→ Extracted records
-- -- --

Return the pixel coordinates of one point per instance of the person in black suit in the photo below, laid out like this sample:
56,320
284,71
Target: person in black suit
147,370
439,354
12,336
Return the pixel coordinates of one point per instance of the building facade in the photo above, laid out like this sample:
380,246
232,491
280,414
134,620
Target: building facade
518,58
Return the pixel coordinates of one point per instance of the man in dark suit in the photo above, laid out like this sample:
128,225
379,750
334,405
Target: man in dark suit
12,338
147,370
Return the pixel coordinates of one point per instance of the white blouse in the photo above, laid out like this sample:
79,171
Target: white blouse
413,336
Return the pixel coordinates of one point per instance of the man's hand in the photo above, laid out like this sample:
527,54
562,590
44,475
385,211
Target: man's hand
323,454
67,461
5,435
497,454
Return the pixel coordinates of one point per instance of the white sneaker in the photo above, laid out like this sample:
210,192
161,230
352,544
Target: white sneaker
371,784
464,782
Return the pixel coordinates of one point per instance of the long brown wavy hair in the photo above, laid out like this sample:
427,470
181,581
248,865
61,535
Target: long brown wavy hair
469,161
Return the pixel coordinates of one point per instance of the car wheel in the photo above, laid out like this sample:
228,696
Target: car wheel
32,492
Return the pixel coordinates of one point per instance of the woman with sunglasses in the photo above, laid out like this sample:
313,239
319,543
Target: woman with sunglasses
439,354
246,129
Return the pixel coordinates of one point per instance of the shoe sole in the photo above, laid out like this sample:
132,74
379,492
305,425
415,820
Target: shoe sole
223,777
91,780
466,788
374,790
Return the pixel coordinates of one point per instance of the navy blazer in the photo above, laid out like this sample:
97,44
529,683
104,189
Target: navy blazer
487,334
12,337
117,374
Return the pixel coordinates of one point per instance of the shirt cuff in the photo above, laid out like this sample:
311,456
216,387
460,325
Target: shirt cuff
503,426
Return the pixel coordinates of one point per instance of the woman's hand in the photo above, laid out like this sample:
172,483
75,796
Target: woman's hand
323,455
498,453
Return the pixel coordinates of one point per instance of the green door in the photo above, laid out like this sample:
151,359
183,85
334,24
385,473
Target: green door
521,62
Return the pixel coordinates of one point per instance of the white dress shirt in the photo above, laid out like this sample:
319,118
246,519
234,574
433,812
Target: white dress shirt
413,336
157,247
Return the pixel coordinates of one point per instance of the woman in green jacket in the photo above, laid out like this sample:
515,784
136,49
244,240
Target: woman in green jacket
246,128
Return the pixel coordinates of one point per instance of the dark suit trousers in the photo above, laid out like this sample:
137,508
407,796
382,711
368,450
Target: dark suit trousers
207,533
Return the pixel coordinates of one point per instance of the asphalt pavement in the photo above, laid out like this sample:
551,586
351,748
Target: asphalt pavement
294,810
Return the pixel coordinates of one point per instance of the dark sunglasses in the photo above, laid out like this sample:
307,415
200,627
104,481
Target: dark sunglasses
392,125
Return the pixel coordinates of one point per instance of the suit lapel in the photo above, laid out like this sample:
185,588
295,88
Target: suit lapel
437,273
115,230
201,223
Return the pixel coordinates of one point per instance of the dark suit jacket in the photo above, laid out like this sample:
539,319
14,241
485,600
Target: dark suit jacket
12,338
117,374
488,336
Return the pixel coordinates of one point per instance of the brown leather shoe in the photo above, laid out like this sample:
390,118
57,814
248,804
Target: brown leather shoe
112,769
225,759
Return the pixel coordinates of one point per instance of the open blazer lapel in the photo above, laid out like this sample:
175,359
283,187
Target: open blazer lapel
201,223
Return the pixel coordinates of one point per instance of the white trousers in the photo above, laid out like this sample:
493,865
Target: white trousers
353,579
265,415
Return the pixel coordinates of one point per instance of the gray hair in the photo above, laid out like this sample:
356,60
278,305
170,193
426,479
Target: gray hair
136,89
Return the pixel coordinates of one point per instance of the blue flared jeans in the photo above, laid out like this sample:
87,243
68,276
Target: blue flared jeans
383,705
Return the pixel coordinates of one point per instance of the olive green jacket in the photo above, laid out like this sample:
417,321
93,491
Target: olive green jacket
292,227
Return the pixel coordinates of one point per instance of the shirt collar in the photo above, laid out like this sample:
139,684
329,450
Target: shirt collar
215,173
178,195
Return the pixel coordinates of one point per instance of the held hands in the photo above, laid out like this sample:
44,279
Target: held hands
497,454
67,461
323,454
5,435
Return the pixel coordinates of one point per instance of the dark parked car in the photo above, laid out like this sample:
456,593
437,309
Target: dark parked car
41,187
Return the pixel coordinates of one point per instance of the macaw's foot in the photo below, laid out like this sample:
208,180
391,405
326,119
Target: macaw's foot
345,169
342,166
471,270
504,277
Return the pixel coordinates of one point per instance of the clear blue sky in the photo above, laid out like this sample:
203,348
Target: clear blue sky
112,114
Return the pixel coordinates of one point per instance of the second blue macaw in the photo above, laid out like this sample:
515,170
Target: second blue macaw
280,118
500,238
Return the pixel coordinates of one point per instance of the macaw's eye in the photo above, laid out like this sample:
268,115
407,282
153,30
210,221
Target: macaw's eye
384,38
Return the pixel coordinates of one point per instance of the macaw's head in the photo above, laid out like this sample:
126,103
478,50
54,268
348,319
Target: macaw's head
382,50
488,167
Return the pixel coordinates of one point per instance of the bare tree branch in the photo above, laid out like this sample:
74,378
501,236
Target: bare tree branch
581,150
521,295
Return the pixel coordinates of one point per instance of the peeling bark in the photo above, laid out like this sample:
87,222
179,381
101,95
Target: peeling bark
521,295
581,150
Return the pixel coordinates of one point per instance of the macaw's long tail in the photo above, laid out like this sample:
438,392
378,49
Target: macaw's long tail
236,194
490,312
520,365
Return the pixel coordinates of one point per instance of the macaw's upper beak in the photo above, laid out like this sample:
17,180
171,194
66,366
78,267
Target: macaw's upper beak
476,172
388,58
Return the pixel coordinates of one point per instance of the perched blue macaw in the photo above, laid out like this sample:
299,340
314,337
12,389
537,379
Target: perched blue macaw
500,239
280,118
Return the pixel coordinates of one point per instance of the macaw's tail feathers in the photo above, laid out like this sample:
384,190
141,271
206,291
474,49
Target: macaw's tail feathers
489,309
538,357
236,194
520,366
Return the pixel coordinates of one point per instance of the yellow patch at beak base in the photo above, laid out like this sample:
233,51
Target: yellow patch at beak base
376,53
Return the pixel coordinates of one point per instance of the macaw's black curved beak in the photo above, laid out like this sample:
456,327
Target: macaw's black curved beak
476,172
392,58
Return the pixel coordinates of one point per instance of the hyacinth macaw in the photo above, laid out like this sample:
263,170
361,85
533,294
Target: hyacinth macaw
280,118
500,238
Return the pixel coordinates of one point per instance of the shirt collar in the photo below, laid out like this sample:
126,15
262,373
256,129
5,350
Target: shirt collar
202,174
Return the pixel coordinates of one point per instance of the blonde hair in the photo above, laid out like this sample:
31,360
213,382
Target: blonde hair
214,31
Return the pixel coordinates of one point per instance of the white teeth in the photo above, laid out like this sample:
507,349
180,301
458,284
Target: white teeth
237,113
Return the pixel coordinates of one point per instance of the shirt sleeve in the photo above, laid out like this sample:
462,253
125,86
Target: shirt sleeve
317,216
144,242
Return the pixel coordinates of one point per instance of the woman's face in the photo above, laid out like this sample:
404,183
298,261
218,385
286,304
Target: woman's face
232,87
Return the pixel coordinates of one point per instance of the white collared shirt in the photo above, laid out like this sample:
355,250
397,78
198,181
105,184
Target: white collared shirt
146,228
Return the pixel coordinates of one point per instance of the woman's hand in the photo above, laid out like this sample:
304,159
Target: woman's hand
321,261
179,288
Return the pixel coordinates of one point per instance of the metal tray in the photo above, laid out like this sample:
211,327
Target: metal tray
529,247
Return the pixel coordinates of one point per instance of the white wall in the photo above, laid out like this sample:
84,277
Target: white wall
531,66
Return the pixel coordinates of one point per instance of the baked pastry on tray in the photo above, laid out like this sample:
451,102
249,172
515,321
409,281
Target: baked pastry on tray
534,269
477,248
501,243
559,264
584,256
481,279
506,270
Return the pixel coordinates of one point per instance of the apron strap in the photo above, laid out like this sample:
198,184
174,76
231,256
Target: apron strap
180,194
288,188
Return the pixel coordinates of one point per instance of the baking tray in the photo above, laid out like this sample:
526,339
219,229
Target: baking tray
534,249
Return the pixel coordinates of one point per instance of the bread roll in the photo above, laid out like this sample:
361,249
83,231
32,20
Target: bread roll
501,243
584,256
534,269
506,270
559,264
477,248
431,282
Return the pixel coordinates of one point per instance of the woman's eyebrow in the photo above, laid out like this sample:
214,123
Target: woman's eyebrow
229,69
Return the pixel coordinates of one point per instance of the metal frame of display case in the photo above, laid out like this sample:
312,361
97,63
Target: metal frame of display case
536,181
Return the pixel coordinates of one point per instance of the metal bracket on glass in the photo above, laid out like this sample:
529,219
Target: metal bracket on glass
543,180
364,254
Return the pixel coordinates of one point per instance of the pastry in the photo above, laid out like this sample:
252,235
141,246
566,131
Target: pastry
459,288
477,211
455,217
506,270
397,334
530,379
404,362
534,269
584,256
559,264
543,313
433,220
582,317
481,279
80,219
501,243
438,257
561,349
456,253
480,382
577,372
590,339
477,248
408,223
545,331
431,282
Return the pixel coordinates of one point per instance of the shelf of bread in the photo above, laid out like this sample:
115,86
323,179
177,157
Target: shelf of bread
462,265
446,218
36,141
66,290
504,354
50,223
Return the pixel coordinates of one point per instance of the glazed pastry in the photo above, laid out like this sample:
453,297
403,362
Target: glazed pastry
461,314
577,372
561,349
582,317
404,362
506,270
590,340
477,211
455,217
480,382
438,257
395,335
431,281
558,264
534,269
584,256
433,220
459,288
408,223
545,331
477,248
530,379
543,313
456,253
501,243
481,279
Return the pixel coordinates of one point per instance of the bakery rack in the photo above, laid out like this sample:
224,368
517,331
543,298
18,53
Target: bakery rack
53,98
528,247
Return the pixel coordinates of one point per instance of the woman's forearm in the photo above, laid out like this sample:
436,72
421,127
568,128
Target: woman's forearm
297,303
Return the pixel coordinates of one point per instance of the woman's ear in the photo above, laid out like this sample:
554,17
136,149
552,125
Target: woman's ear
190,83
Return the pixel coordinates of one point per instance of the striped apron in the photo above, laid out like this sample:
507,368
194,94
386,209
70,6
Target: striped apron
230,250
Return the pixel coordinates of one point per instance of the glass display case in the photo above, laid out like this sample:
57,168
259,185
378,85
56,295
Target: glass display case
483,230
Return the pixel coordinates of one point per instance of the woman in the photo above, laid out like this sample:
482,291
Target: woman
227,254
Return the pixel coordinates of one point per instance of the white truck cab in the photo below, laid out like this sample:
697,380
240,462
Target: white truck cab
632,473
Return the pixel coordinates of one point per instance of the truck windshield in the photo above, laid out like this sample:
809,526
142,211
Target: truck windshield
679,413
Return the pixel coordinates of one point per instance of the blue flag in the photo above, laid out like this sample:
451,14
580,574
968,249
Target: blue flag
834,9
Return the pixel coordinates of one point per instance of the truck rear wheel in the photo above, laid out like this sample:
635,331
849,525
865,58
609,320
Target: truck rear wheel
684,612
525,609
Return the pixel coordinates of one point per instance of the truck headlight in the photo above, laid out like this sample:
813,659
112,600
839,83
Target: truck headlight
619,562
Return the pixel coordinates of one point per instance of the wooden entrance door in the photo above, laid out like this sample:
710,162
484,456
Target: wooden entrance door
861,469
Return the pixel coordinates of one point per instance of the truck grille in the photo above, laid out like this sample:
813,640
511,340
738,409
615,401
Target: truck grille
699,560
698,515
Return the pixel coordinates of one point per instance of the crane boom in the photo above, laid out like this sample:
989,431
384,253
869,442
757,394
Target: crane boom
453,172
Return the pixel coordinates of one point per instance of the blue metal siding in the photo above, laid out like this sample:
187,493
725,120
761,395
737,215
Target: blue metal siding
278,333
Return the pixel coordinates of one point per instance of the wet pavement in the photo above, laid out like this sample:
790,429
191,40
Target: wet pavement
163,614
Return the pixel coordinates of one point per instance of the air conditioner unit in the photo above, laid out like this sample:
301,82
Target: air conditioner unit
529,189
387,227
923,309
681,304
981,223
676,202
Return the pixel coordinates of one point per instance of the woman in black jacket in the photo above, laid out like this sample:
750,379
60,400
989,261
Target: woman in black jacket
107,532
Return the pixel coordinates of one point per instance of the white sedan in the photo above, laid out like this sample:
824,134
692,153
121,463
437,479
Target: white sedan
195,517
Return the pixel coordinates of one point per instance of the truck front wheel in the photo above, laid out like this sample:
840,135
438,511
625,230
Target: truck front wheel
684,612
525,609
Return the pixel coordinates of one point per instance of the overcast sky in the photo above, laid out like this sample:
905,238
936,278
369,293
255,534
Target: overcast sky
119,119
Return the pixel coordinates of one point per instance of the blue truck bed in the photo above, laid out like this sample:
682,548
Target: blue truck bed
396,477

-- -- --

Would you report every line of the entries above containing the word "below"?

Return the pixel coordinates of one point per instance of the person in black suit in the photo below, laid out like this sample:
Return the pixel coordinates of one point per instance of the macaw's foot in the photo below, laid out like this sample:
Return the pixel coordinates of one point per instance of the shirt collar in the photo below, laid out like this sample:
Return the pixel coordinates of one point per instance of the white truck cab in the photo below, laid out like this sample:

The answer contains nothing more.